-- Challenge --
Locate each line of the items below that contains the string "black" and copy it out. Matching is case-sensitive.

++++++++++++++++++++

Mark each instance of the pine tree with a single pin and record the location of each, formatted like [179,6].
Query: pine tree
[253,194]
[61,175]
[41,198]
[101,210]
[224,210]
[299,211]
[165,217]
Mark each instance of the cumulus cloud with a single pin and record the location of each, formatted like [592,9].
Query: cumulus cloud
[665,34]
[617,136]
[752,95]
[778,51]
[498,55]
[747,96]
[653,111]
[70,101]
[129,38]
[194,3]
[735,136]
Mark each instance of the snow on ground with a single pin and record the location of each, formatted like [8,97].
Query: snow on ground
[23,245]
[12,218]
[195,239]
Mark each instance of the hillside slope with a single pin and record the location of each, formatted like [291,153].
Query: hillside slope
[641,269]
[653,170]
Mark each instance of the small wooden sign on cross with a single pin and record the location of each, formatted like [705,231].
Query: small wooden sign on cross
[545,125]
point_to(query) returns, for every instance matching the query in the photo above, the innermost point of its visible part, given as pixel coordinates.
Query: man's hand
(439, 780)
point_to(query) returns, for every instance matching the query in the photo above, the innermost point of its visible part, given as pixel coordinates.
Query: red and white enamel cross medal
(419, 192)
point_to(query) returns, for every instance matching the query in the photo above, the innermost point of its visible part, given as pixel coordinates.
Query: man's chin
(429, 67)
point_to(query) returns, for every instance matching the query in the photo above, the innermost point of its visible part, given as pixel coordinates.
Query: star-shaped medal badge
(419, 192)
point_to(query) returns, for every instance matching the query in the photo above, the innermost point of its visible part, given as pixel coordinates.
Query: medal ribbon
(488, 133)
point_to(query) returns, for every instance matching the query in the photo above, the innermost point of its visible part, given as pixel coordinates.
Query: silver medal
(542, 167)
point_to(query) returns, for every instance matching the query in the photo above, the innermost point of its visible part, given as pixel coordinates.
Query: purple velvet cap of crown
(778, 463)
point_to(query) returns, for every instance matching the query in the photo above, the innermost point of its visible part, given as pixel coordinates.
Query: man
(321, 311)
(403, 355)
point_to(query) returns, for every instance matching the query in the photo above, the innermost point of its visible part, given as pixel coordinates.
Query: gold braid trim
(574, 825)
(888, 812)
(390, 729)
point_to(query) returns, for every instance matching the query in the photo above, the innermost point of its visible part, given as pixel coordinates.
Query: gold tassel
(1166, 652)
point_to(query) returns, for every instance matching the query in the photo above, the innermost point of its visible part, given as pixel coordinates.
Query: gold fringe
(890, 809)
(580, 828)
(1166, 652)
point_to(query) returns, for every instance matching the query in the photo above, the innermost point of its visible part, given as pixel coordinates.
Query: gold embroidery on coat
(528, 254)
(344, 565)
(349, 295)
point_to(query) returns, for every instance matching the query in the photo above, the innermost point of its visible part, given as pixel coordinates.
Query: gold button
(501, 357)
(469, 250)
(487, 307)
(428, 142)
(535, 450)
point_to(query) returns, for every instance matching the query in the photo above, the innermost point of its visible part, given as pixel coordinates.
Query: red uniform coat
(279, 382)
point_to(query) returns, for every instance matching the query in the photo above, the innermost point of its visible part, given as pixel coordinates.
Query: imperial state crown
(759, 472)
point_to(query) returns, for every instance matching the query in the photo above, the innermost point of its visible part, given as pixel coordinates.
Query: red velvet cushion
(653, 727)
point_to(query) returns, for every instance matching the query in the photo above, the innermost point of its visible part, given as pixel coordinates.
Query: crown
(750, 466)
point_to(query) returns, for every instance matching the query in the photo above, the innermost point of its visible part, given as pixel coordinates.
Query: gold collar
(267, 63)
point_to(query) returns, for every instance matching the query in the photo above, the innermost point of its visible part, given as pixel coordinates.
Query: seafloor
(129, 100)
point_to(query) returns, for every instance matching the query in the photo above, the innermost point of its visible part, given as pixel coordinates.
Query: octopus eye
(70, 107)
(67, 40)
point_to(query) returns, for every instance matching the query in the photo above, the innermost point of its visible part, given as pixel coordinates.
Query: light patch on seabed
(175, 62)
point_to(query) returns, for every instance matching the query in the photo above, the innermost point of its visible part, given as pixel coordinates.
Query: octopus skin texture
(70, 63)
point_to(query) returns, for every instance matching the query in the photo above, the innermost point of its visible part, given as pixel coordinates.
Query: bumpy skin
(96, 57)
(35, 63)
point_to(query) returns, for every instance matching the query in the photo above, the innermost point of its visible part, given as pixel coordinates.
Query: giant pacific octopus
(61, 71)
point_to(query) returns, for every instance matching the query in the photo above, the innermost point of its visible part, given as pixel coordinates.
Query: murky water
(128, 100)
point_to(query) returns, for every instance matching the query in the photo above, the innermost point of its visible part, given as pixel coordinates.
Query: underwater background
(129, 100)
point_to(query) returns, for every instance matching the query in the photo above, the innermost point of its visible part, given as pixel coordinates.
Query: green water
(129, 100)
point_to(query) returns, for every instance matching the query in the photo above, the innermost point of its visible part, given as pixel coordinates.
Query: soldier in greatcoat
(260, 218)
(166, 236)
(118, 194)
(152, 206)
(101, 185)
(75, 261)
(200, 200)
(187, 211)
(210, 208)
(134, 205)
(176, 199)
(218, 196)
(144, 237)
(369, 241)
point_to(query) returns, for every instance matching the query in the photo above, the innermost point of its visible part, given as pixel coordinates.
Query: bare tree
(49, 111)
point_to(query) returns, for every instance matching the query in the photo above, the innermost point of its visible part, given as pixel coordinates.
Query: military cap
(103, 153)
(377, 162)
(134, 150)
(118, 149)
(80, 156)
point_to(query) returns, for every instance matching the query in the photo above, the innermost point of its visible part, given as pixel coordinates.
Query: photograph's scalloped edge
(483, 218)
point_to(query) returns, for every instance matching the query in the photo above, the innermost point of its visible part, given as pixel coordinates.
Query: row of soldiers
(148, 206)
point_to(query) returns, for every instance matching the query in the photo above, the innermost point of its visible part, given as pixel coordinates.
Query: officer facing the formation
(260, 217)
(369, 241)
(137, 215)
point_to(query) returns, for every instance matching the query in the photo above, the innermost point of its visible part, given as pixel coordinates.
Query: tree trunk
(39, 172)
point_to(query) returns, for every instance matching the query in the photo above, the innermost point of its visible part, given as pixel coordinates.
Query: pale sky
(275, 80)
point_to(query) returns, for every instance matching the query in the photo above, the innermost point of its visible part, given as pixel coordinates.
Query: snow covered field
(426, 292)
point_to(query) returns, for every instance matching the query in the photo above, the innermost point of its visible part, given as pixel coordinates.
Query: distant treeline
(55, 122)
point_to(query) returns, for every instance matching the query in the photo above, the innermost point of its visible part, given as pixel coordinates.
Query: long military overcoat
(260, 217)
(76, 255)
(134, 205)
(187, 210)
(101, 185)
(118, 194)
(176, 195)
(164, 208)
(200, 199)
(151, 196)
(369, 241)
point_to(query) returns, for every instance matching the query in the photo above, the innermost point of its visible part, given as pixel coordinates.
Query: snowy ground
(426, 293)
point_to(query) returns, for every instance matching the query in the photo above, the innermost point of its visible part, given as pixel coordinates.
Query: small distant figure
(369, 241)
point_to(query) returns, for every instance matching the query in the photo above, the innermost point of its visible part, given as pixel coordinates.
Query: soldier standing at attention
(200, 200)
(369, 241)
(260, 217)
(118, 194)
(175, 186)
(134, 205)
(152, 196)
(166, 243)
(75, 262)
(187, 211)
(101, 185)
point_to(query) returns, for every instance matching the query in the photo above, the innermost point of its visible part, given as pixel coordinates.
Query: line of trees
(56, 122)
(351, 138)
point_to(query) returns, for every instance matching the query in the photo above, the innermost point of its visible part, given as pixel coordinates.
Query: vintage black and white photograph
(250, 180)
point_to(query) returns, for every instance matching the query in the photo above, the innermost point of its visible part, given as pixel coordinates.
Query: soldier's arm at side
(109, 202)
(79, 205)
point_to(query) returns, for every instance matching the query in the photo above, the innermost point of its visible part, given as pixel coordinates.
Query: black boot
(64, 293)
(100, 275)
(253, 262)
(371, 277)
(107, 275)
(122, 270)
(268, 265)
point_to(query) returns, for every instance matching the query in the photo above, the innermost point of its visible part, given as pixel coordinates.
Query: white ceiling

++++++++++++++++++++

-- Solution to this task --
Query: vintage black and white photograph
Query: black boot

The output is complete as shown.